# [FRAGMENT]
○ ○ ○ ○ ○ ○ ○

Mamo, tato zamiast mnie karać, porozmawiajcie ze mną! Chcę Wam tyle powiedzieć…

1

O tym, że kary są złe powiedziano już wiele razy. Jednak odnoszę wrażenie, że niedostatecznie wiele. Idę na zakupy słyszę: „Nie kupię Ci zabawki, bo nie zjadłaś obiadu”. Bawimy się na placyku, a za moimi plecami ktoś woła do pociechy: „Zaraz ci przyleję za twoje złe zachowanie”.  Wczoraj w parku jakaś matka wołała do syna, że ,,ojciec się nim zajmie, jak wrócą do domu”… Wniosek? Kary nadal są powszechnym sposobem realizowania rodzicielskiej władzy!

Rodzice uciekają się do nich, bo chcą w ten sposób wymusić na dziecku konkretne zachowania. Jedni stosują kary ustne, inni próbują użyć siły. Co przyniesie lepszy efekt? Tego jeszcze nikt głośno nie powiedział. I podejrzewam, że nigdy tak się nie stanie. Kara, niezależnie czy ta lekka, czy cięższa nie jest lekiem na złe zachowanie naszych pociech. To pokazanie własnej słabości i nieumiejętności poradzenia sobie z dzieckiem. Rodzice, którzy stosują kary powinni raczej skupić się na sobie, przejść coś w rodzaju rachunku sumienia. Pomyśl i odpowiedz sobie na pytanie: „Czy przypadkiem nie rozładowuję w ten sposób swoich negatywnych emocji?” O negatywnym wpływie złości na nasze dzieci pisałam TUTAJ.

○ ○ ○ ○ ○ ○ ○

# [DOSTARCZONE REKORDY]
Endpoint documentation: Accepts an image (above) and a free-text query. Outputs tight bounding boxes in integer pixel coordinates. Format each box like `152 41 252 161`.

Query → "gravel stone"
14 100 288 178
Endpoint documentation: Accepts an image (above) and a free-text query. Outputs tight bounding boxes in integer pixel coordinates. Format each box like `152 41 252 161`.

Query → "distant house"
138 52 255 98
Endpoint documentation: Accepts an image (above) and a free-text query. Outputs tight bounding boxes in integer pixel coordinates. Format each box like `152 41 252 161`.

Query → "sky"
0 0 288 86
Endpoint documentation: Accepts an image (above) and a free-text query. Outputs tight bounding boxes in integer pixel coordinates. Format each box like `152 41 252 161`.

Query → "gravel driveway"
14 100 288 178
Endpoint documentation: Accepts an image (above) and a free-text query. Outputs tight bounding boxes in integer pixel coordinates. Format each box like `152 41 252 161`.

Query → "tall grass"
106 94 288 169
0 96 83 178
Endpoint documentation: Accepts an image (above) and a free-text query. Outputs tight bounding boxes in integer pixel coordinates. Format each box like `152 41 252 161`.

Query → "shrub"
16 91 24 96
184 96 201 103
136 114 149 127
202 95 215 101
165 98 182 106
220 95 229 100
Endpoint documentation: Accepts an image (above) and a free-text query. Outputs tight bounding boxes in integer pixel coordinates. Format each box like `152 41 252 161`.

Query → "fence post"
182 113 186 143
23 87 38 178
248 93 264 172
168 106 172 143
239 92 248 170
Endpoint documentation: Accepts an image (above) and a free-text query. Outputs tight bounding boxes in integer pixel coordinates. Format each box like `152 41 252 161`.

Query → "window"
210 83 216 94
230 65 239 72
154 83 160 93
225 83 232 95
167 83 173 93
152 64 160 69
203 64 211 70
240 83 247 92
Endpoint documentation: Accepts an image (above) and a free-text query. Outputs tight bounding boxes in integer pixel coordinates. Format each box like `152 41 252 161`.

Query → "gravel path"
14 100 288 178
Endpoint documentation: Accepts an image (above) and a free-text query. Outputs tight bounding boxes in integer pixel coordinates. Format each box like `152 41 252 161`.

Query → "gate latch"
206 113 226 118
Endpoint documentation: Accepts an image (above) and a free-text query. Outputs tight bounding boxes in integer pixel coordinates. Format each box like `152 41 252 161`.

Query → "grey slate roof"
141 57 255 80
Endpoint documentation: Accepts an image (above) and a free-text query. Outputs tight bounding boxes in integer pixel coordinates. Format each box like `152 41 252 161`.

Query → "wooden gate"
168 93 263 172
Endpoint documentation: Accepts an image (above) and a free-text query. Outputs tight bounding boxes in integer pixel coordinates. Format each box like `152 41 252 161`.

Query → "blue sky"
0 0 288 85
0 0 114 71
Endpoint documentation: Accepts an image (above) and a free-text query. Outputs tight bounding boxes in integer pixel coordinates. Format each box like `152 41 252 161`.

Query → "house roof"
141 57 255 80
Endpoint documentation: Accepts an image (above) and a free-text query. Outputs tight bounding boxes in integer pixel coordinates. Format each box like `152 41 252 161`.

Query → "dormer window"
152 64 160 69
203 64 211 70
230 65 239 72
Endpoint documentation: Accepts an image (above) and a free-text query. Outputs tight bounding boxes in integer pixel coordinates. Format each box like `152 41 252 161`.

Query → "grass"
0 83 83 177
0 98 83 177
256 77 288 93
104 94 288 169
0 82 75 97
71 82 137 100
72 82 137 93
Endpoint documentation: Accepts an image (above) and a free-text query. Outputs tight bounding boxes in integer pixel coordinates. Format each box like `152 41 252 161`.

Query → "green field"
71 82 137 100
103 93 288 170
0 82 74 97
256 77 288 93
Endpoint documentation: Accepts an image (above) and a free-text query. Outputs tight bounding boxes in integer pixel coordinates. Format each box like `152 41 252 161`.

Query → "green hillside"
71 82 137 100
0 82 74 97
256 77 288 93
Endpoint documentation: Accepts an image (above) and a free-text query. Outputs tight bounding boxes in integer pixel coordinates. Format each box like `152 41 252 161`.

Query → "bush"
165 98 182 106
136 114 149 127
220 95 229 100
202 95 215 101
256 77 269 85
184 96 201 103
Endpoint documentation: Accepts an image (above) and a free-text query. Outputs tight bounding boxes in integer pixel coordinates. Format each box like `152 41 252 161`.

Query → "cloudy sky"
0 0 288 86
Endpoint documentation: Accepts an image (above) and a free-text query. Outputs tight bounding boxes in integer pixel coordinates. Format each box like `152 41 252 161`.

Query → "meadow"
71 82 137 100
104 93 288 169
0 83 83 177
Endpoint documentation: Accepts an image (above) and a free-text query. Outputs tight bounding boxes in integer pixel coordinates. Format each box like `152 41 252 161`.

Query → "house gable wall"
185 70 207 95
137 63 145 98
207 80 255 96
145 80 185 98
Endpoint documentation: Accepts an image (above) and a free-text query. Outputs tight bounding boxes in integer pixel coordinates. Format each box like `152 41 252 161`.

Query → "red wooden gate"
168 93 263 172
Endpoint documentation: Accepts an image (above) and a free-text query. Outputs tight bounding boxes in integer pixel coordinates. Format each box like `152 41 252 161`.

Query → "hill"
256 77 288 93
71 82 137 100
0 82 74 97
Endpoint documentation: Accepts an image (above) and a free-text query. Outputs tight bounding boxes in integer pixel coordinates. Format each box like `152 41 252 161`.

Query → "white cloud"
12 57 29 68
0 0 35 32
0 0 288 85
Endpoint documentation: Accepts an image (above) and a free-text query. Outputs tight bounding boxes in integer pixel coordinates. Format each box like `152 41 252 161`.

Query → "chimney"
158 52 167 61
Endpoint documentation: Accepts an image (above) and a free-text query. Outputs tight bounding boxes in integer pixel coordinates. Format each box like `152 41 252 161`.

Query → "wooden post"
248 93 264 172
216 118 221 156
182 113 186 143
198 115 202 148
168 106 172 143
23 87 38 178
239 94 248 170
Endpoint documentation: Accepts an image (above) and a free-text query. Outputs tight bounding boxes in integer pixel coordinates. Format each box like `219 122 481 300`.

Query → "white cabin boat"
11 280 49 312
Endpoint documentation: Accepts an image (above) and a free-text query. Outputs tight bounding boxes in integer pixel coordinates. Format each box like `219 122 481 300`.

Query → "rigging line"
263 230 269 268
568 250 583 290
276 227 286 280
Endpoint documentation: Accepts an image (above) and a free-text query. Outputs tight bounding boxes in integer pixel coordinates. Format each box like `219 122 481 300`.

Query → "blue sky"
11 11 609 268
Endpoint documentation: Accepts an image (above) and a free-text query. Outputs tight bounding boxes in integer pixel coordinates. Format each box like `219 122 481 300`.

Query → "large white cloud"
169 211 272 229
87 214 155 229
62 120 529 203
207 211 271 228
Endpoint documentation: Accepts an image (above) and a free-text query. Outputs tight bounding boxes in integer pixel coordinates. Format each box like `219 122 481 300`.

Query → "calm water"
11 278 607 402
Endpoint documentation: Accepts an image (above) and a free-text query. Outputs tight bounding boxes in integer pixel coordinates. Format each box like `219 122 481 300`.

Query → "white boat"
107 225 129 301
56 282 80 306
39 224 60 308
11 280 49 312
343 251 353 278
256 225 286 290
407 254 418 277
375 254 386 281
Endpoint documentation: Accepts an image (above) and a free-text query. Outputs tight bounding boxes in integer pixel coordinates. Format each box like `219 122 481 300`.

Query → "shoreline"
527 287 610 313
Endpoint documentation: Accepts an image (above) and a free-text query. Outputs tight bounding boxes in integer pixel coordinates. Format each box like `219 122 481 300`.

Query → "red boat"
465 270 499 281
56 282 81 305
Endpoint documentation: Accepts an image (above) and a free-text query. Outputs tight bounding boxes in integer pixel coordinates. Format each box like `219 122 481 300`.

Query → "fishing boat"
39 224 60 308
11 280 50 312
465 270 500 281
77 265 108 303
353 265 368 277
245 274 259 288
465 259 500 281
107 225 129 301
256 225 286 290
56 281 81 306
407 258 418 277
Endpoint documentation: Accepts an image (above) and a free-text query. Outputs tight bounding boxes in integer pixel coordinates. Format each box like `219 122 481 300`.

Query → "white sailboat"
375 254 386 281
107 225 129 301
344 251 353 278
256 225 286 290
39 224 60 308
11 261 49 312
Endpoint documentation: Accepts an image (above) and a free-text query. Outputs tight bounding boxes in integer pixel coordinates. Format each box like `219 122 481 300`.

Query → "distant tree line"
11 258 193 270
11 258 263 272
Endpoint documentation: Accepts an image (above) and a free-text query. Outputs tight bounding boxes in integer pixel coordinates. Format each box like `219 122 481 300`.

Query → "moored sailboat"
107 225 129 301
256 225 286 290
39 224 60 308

○ ○ ○ ○ ○ ○ ○

# [ZADANIA DO WYKONANIA]
A. Czym według fragmentu jest kara, niezależnie od tego, czy jest lekka, czy cięższa?
B. Wybierz z rekordów wszystkie linie, w których występuje słowo "distant".

# [PEŁNE ODPOWIEDZI]
A. Jest pokazaniem własnej słabości i nieumiejętności poradzenia sobie z dzieckiem.

B.
Query → "distant house"
Query → "distant tree line"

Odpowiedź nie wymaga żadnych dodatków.